TASK GOAL:
Copy verbatim the part of the listing from the line containing "man's mouth | locate" through the final line of the listing, including both of those lines.
____________
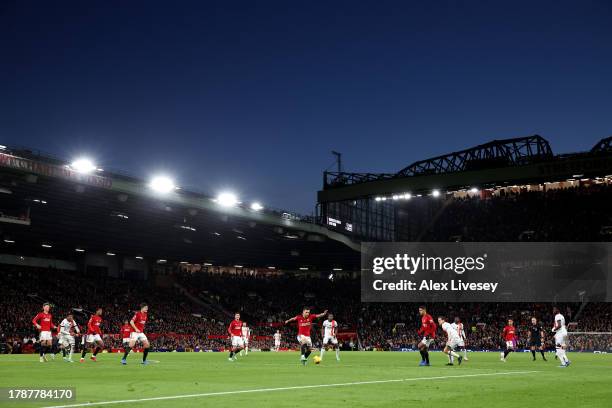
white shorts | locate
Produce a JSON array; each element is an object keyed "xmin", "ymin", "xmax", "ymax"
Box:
[
  {"xmin": 421, "ymin": 337, "xmax": 434, "ymax": 347},
  {"xmin": 57, "ymin": 334, "xmax": 74, "ymax": 347},
  {"xmin": 555, "ymin": 330, "xmax": 567, "ymax": 346},
  {"xmin": 446, "ymin": 338, "xmax": 461, "ymax": 350},
  {"xmin": 39, "ymin": 331, "xmax": 53, "ymax": 341},
  {"xmin": 232, "ymin": 336, "xmax": 244, "ymax": 347},
  {"xmin": 298, "ymin": 335, "xmax": 312, "ymax": 347},
  {"xmin": 323, "ymin": 336, "xmax": 338, "ymax": 345},
  {"xmin": 130, "ymin": 332, "xmax": 149, "ymax": 343}
]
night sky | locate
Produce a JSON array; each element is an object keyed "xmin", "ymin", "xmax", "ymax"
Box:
[{"xmin": 0, "ymin": 0, "xmax": 612, "ymax": 213}]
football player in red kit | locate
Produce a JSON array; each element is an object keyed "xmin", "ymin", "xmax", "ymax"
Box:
[
  {"xmin": 285, "ymin": 307, "xmax": 327, "ymax": 365},
  {"xmin": 418, "ymin": 306, "xmax": 438, "ymax": 367},
  {"xmin": 501, "ymin": 319, "xmax": 517, "ymax": 363},
  {"xmin": 121, "ymin": 303, "xmax": 151, "ymax": 365},
  {"xmin": 32, "ymin": 303, "xmax": 56, "ymax": 363},
  {"xmin": 80, "ymin": 307, "xmax": 104, "ymax": 363}
]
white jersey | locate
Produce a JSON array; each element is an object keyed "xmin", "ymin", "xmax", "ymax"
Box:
[
  {"xmin": 451, "ymin": 323, "xmax": 465, "ymax": 340},
  {"xmin": 323, "ymin": 320, "xmax": 338, "ymax": 338},
  {"xmin": 60, "ymin": 319, "xmax": 79, "ymax": 336},
  {"xmin": 442, "ymin": 322, "xmax": 461, "ymax": 341}
]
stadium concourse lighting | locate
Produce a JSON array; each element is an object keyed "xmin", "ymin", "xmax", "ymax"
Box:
[
  {"xmin": 70, "ymin": 157, "xmax": 96, "ymax": 174},
  {"xmin": 149, "ymin": 176, "xmax": 176, "ymax": 194},
  {"xmin": 217, "ymin": 193, "xmax": 238, "ymax": 207}
]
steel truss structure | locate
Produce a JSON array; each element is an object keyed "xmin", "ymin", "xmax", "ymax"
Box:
[{"xmin": 323, "ymin": 135, "xmax": 556, "ymax": 188}]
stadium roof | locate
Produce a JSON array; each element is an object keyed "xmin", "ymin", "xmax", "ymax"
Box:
[
  {"xmin": 0, "ymin": 147, "xmax": 359, "ymax": 270},
  {"xmin": 318, "ymin": 135, "xmax": 612, "ymax": 203}
]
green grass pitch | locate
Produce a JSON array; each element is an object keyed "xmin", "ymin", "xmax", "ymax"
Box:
[{"xmin": 0, "ymin": 352, "xmax": 612, "ymax": 408}]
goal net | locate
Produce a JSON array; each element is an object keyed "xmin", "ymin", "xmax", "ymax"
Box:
[{"xmin": 567, "ymin": 331, "xmax": 612, "ymax": 353}]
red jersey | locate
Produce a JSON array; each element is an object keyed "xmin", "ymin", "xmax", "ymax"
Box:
[
  {"xmin": 418, "ymin": 313, "xmax": 438, "ymax": 339},
  {"xmin": 227, "ymin": 320, "xmax": 242, "ymax": 337},
  {"xmin": 132, "ymin": 311, "xmax": 148, "ymax": 333},
  {"xmin": 295, "ymin": 315, "xmax": 317, "ymax": 337},
  {"xmin": 32, "ymin": 312, "xmax": 55, "ymax": 331},
  {"xmin": 121, "ymin": 324, "xmax": 132, "ymax": 339},
  {"xmin": 502, "ymin": 326, "xmax": 516, "ymax": 341},
  {"xmin": 87, "ymin": 315, "xmax": 102, "ymax": 334}
]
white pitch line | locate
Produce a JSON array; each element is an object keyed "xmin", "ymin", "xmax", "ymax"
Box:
[{"xmin": 44, "ymin": 371, "xmax": 539, "ymax": 408}]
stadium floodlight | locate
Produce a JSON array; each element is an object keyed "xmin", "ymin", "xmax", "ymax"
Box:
[
  {"xmin": 217, "ymin": 192, "xmax": 238, "ymax": 207},
  {"xmin": 70, "ymin": 157, "xmax": 97, "ymax": 174},
  {"xmin": 149, "ymin": 176, "xmax": 176, "ymax": 194}
]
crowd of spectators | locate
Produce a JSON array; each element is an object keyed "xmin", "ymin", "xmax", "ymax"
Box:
[
  {"xmin": 397, "ymin": 184, "xmax": 612, "ymax": 242},
  {"xmin": 0, "ymin": 184, "xmax": 612, "ymax": 351},
  {"xmin": 0, "ymin": 267, "xmax": 612, "ymax": 351}
]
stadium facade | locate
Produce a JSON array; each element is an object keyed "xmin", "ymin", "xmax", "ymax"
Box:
[{"xmin": 317, "ymin": 135, "xmax": 612, "ymax": 241}]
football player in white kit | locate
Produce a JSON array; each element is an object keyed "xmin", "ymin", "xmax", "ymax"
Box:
[
  {"xmin": 552, "ymin": 306, "xmax": 571, "ymax": 367},
  {"xmin": 240, "ymin": 322, "xmax": 251, "ymax": 356},
  {"xmin": 57, "ymin": 313, "xmax": 81, "ymax": 363},
  {"xmin": 438, "ymin": 316, "xmax": 463, "ymax": 365},
  {"xmin": 274, "ymin": 330, "xmax": 281, "ymax": 351},
  {"xmin": 320, "ymin": 313, "xmax": 340, "ymax": 361},
  {"xmin": 451, "ymin": 316, "xmax": 469, "ymax": 362}
]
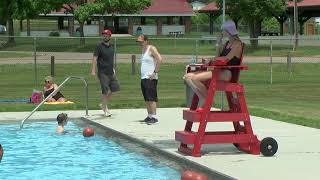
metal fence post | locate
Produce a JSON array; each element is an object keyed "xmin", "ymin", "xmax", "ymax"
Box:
[
  {"xmin": 114, "ymin": 38, "xmax": 117, "ymax": 69},
  {"xmin": 33, "ymin": 37, "xmax": 38, "ymax": 87},
  {"xmin": 270, "ymin": 39, "xmax": 272, "ymax": 84},
  {"xmin": 131, "ymin": 55, "xmax": 136, "ymax": 75},
  {"xmin": 195, "ymin": 39, "xmax": 198, "ymax": 63},
  {"xmin": 51, "ymin": 56, "xmax": 55, "ymax": 77},
  {"xmin": 287, "ymin": 51, "xmax": 292, "ymax": 77}
]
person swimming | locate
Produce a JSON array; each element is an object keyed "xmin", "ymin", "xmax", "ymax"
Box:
[{"xmin": 56, "ymin": 113, "xmax": 68, "ymax": 134}]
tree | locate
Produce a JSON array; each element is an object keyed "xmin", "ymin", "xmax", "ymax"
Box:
[
  {"xmin": 216, "ymin": 0, "xmax": 286, "ymax": 47},
  {"xmin": 14, "ymin": 0, "xmax": 42, "ymax": 36},
  {"xmin": 40, "ymin": 0, "xmax": 151, "ymax": 45}
]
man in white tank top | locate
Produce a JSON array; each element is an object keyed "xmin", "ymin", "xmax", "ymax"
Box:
[{"xmin": 137, "ymin": 35, "xmax": 162, "ymax": 125}]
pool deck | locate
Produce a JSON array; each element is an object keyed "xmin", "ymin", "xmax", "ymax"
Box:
[{"xmin": 0, "ymin": 108, "xmax": 320, "ymax": 180}]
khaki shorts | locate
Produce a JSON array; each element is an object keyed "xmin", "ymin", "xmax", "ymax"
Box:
[{"xmin": 98, "ymin": 73, "xmax": 120, "ymax": 94}]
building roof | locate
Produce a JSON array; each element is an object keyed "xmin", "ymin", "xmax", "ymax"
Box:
[
  {"xmin": 288, "ymin": 0, "xmax": 320, "ymax": 7},
  {"xmin": 42, "ymin": 0, "xmax": 193, "ymax": 16},
  {"xmin": 199, "ymin": 0, "xmax": 320, "ymax": 12},
  {"xmin": 199, "ymin": 2, "xmax": 219, "ymax": 12},
  {"xmin": 142, "ymin": 0, "xmax": 193, "ymax": 14},
  {"xmin": 190, "ymin": 1, "xmax": 206, "ymax": 11}
]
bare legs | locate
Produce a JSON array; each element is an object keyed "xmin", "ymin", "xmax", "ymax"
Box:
[
  {"xmin": 183, "ymin": 70, "xmax": 231, "ymax": 107},
  {"xmin": 101, "ymin": 92, "xmax": 112, "ymax": 116},
  {"xmin": 146, "ymin": 101, "xmax": 157, "ymax": 115},
  {"xmin": 183, "ymin": 71, "xmax": 212, "ymax": 106}
]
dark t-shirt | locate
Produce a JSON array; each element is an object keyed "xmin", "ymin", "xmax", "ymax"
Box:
[{"xmin": 93, "ymin": 43, "xmax": 114, "ymax": 75}]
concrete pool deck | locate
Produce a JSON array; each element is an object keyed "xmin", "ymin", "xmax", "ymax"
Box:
[{"xmin": 0, "ymin": 108, "xmax": 320, "ymax": 180}]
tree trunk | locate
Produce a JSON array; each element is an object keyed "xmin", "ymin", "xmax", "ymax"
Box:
[
  {"xmin": 20, "ymin": 19, "xmax": 23, "ymax": 32},
  {"xmin": 27, "ymin": 18, "xmax": 31, "ymax": 36},
  {"xmin": 8, "ymin": 17, "xmax": 16, "ymax": 45},
  {"xmin": 278, "ymin": 21, "xmax": 283, "ymax": 36},
  {"xmin": 249, "ymin": 20, "xmax": 258, "ymax": 48},
  {"xmin": 79, "ymin": 22, "xmax": 86, "ymax": 46},
  {"xmin": 299, "ymin": 22, "xmax": 304, "ymax": 35},
  {"xmin": 254, "ymin": 20, "xmax": 262, "ymax": 38}
]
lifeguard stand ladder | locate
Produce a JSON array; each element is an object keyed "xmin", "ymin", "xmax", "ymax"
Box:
[{"xmin": 175, "ymin": 53, "xmax": 278, "ymax": 157}]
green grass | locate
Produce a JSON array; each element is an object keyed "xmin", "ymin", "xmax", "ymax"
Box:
[
  {"xmin": 0, "ymin": 64, "xmax": 320, "ymax": 128},
  {"xmin": 0, "ymin": 51, "xmax": 33, "ymax": 58},
  {"xmin": 0, "ymin": 37, "xmax": 320, "ymax": 57}
]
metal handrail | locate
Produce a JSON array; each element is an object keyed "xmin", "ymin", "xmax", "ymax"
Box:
[{"xmin": 20, "ymin": 76, "xmax": 88, "ymax": 129}]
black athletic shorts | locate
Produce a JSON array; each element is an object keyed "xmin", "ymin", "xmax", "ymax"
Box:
[
  {"xmin": 141, "ymin": 79, "xmax": 158, "ymax": 102},
  {"xmin": 98, "ymin": 73, "xmax": 120, "ymax": 94}
]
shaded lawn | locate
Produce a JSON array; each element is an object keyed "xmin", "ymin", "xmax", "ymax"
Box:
[
  {"xmin": 0, "ymin": 37, "xmax": 320, "ymax": 57},
  {"xmin": 0, "ymin": 63, "xmax": 320, "ymax": 128}
]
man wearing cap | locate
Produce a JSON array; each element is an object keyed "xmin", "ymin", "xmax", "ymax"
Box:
[
  {"xmin": 137, "ymin": 35, "xmax": 162, "ymax": 125},
  {"xmin": 91, "ymin": 29, "xmax": 120, "ymax": 117}
]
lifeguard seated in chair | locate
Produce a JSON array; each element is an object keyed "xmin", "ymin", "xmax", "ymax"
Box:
[{"xmin": 183, "ymin": 21, "xmax": 243, "ymax": 107}]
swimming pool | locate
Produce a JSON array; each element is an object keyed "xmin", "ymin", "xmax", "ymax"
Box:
[{"xmin": 0, "ymin": 120, "xmax": 180, "ymax": 180}]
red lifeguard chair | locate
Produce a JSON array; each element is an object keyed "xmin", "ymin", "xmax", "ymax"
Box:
[{"xmin": 175, "ymin": 44, "xmax": 278, "ymax": 157}]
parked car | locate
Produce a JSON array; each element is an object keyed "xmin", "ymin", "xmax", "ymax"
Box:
[{"xmin": 0, "ymin": 24, "xmax": 7, "ymax": 34}]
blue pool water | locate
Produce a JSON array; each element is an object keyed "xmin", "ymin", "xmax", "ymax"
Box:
[{"xmin": 0, "ymin": 121, "xmax": 180, "ymax": 180}]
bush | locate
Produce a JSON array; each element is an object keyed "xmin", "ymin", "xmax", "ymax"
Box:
[{"xmin": 49, "ymin": 31, "xmax": 60, "ymax": 36}]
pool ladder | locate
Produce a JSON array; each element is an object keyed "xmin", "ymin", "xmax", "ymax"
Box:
[{"xmin": 20, "ymin": 76, "xmax": 88, "ymax": 129}]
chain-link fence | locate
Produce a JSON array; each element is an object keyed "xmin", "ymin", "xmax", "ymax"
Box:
[{"xmin": 0, "ymin": 36, "xmax": 320, "ymax": 122}]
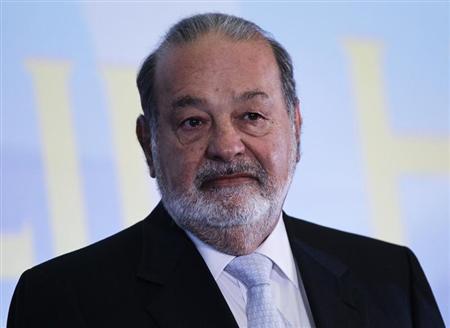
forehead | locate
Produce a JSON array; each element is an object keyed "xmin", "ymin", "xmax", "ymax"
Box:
[{"xmin": 155, "ymin": 34, "xmax": 281, "ymax": 101}]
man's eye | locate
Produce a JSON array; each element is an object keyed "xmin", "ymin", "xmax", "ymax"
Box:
[
  {"xmin": 244, "ymin": 113, "xmax": 264, "ymax": 121},
  {"xmin": 180, "ymin": 118, "xmax": 203, "ymax": 129}
]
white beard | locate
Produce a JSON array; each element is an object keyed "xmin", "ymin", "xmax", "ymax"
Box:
[{"xmin": 152, "ymin": 132, "xmax": 296, "ymax": 255}]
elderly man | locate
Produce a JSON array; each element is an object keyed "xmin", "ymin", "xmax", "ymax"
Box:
[{"xmin": 8, "ymin": 14, "xmax": 443, "ymax": 328}]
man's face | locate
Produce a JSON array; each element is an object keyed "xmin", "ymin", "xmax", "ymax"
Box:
[{"xmin": 140, "ymin": 35, "xmax": 300, "ymax": 253}]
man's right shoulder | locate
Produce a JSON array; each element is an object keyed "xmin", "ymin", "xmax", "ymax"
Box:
[{"xmin": 23, "ymin": 218, "xmax": 148, "ymax": 279}]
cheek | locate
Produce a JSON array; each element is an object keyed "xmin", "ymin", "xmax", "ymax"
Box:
[
  {"xmin": 258, "ymin": 133, "xmax": 293, "ymax": 179},
  {"xmin": 161, "ymin": 142, "xmax": 204, "ymax": 189}
]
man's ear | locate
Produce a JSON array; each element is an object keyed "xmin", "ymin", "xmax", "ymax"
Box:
[
  {"xmin": 294, "ymin": 100, "xmax": 303, "ymax": 163},
  {"xmin": 136, "ymin": 115, "xmax": 155, "ymax": 178}
]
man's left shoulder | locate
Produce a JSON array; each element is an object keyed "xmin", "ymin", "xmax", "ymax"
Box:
[{"xmin": 284, "ymin": 214, "xmax": 422, "ymax": 279}]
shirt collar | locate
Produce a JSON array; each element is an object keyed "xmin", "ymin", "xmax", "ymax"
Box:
[{"xmin": 185, "ymin": 214, "xmax": 298, "ymax": 287}]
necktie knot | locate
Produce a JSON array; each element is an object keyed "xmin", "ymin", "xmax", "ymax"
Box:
[{"xmin": 225, "ymin": 253, "xmax": 273, "ymax": 288}]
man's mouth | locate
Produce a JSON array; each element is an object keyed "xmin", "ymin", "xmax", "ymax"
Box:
[{"xmin": 202, "ymin": 173, "xmax": 258, "ymax": 189}]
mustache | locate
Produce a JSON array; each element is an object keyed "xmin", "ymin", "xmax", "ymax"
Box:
[{"xmin": 194, "ymin": 160, "xmax": 268, "ymax": 188}]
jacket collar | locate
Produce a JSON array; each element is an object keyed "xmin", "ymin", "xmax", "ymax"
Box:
[
  {"xmin": 283, "ymin": 214, "xmax": 366, "ymax": 327},
  {"xmin": 137, "ymin": 203, "xmax": 237, "ymax": 328}
]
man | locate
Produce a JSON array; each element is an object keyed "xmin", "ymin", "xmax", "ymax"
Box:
[{"xmin": 8, "ymin": 14, "xmax": 444, "ymax": 328}]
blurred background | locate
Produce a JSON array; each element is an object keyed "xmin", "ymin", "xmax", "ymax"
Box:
[{"xmin": 0, "ymin": 1, "xmax": 450, "ymax": 326}]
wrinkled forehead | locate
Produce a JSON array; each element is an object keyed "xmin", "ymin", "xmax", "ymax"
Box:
[{"xmin": 155, "ymin": 34, "xmax": 281, "ymax": 108}]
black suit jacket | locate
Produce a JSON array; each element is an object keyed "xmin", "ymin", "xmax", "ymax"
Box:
[{"xmin": 8, "ymin": 204, "xmax": 444, "ymax": 328}]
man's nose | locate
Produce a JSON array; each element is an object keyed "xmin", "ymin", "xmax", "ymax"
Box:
[{"xmin": 206, "ymin": 122, "xmax": 245, "ymax": 162}]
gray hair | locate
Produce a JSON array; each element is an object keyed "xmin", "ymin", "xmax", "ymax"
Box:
[{"xmin": 137, "ymin": 13, "xmax": 298, "ymax": 129}]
____________
OUTPUT FOR THIS TASK:
man's mouth | locate
Produce a JSON array; each element is an object keyed "xmin", "ymin", "xmax", "ymax"
Box:
[{"xmin": 202, "ymin": 173, "xmax": 258, "ymax": 189}]
mustache | locate
Produce a JSON array; each element is an object keyed "xmin", "ymin", "xmax", "ymax"
Box:
[{"xmin": 194, "ymin": 160, "xmax": 268, "ymax": 188}]
jacket collar | locate
Produce a JSON array; each element is an object keyed "xmin", "ymin", "xmax", "ymax"
Box:
[
  {"xmin": 283, "ymin": 214, "xmax": 366, "ymax": 327},
  {"xmin": 137, "ymin": 203, "xmax": 237, "ymax": 328}
]
man | locate
Produce a JSON array; each element is an object keyed "xmin", "ymin", "xmax", "ymax"
Box:
[{"xmin": 8, "ymin": 14, "xmax": 444, "ymax": 328}]
blurred background | locate
Produce a JSON array; each element is an object keyed "xmin", "ymin", "xmax", "ymax"
Box:
[{"xmin": 0, "ymin": 1, "xmax": 450, "ymax": 326}]
wrinkled forehead | locate
Produce a JSON array; each element is an object keyed "xmin", "ymin", "xmax", "ymax"
Box:
[{"xmin": 155, "ymin": 34, "xmax": 281, "ymax": 108}]
black suit jacket | locate
Produce a JSON array; each element is an object keyed "xmin", "ymin", "xmax", "ymax"
Box:
[{"xmin": 8, "ymin": 204, "xmax": 444, "ymax": 328}]
man's nose | locate
Produce a JSON array; each element is an object keyed "xmin", "ymin", "xmax", "ymax"
Box:
[{"xmin": 206, "ymin": 122, "xmax": 245, "ymax": 162}]
gray hair | locate
Produce a JSON array; each element is an object keyed "xmin", "ymin", "xmax", "ymax"
Box:
[{"xmin": 137, "ymin": 13, "xmax": 298, "ymax": 129}]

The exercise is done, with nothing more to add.